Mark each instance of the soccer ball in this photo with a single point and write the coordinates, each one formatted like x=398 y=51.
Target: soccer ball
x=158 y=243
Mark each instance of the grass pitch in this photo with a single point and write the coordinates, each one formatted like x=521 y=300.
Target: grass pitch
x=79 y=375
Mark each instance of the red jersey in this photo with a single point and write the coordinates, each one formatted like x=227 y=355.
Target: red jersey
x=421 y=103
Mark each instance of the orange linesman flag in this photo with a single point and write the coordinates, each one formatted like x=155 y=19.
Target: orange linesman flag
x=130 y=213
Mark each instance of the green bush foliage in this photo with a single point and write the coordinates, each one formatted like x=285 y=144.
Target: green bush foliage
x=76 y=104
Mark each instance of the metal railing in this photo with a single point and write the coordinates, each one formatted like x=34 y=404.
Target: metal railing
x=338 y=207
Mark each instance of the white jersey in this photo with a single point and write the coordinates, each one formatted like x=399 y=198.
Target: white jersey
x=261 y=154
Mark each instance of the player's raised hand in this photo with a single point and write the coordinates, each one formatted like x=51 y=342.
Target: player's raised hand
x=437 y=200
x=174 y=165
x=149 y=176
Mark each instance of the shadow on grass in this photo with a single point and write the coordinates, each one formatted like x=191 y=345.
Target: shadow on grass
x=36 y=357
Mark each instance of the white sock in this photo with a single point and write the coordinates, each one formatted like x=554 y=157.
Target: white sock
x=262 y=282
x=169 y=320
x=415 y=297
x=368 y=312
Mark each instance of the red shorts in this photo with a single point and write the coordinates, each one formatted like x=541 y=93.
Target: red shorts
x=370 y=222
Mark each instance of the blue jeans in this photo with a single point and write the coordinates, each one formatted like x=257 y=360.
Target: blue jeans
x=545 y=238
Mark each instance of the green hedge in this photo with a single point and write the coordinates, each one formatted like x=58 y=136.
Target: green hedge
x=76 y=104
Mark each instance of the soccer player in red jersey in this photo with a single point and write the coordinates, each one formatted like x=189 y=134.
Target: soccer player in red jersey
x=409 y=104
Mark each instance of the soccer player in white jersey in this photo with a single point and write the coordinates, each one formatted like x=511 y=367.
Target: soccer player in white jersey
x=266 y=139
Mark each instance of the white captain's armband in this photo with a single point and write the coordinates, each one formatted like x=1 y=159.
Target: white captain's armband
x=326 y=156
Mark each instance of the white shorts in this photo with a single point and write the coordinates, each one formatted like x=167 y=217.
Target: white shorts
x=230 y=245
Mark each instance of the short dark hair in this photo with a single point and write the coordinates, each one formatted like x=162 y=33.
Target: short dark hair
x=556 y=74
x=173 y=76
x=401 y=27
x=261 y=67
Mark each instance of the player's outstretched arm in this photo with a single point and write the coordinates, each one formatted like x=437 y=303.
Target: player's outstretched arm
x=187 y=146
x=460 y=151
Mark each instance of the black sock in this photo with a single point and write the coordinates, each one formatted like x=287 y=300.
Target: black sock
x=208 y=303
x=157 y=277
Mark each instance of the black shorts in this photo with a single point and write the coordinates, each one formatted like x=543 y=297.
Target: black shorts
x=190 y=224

§

Aim of the exercise =>
Output the records above precisely.

Solution to this task =>
Mark each instance of the soccer ball in this photo with a single point and write the coordinates, each one formatted like x=398 y=51.
Target: soccer ball
x=158 y=243
Mark each instance of the grass pitch in this photo with a single point and write the coordinates, each one formatted like x=521 y=300.
Target: grass pitch
x=79 y=375
Mark each instance of the red jersey in this photo with a single point and write the coordinates, each one formatted like x=227 y=355.
Target: red jersey
x=421 y=103
Mark each instance of the orange linesman flag in this photo with a single point and write the coordinates, each one formatted like x=155 y=19.
Target: orange linesman flag
x=130 y=213
Mark each instance of the green bush foliage in this photo with a single point and write the coordinates, each one formatted like x=285 y=144.
Target: green bush foliage
x=76 y=104
Mark each instance of the metal railing in this photo with a single point and write the coordinates, each one formatted like x=34 y=404.
Target: metal railing
x=338 y=207
Mark each instance of the white jersey in this photo with a single point and write the coordinates, each one formatted like x=399 y=198.
Target: white jersey
x=261 y=154
Mark each instance of the player's raised hand in this photo with a single point and write the coordinates, each one formatted like x=51 y=342.
Target: player's raised hand
x=437 y=200
x=174 y=165
x=149 y=176
Mark each instance of the shadow on grass in this photo with a single point and write the coordinates, each one formatted like x=191 y=345.
Target: shadow on grass
x=36 y=357
Mark each instance of the white sock in this photo with a single point and write the coordinates, each one formatted like x=554 y=157.
Target: white sock
x=262 y=282
x=169 y=320
x=415 y=297
x=368 y=312
Mark each instance of the red shorts in this photo with a single point and write the coordinates, each one formatted like x=541 y=93.
Target: red shorts
x=370 y=222
Mark each instance of the blue jeans in this photo with a single point and write the coordinates, each one formatted like x=257 y=360.
Target: blue jeans
x=545 y=238
Mark each instance of the green hedge in this photo with a single point and write the coordinates, each one formatted like x=58 y=136.
Target: green hedge
x=76 y=104
Mark each instance of the soccer player in red jersey in this photo with a single point and write the coordinates, each one formatted like x=189 y=134.
Target: soccer player in red jersey
x=409 y=104
Mark each instance of the soccer player in white jersey in this photo with a single point and write the coordinates, each one formatted like x=511 y=367.
Target: soccer player in white jersey
x=266 y=139
Mark each instance of the white captain's armband in this photo with a single point and write the coordinates, each one formatted like x=1 y=159.
Target: white captain's armband
x=326 y=156
Mark each instance of the white shorts in this photo with a single point and write the coordinates, each one formatted like x=167 y=217.
Target: white shorts
x=230 y=245
Mark each instance of the short dark hair in this photo with a single point and write the coordinates, each one formatted like x=162 y=33.
Target: short dark hair
x=556 y=74
x=173 y=76
x=401 y=27
x=261 y=67
Mark each instance of the player's outstretched arm in this photo with a single point and write the coordinates, each one formatted like x=437 y=303.
Target: player's outstretched arm
x=187 y=146
x=460 y=151
Mark each instance of the black sock in this photo with a single point and write the coordinates, each one formatted like x=287 y=300.
Target: black sock
x=208 y=303
x=157 y=277
Mark each instance of the black shorts in this photo with a single point and write the coordinates, each one formatted like x=543 y=297.
Target: black shorts
x=190 y=224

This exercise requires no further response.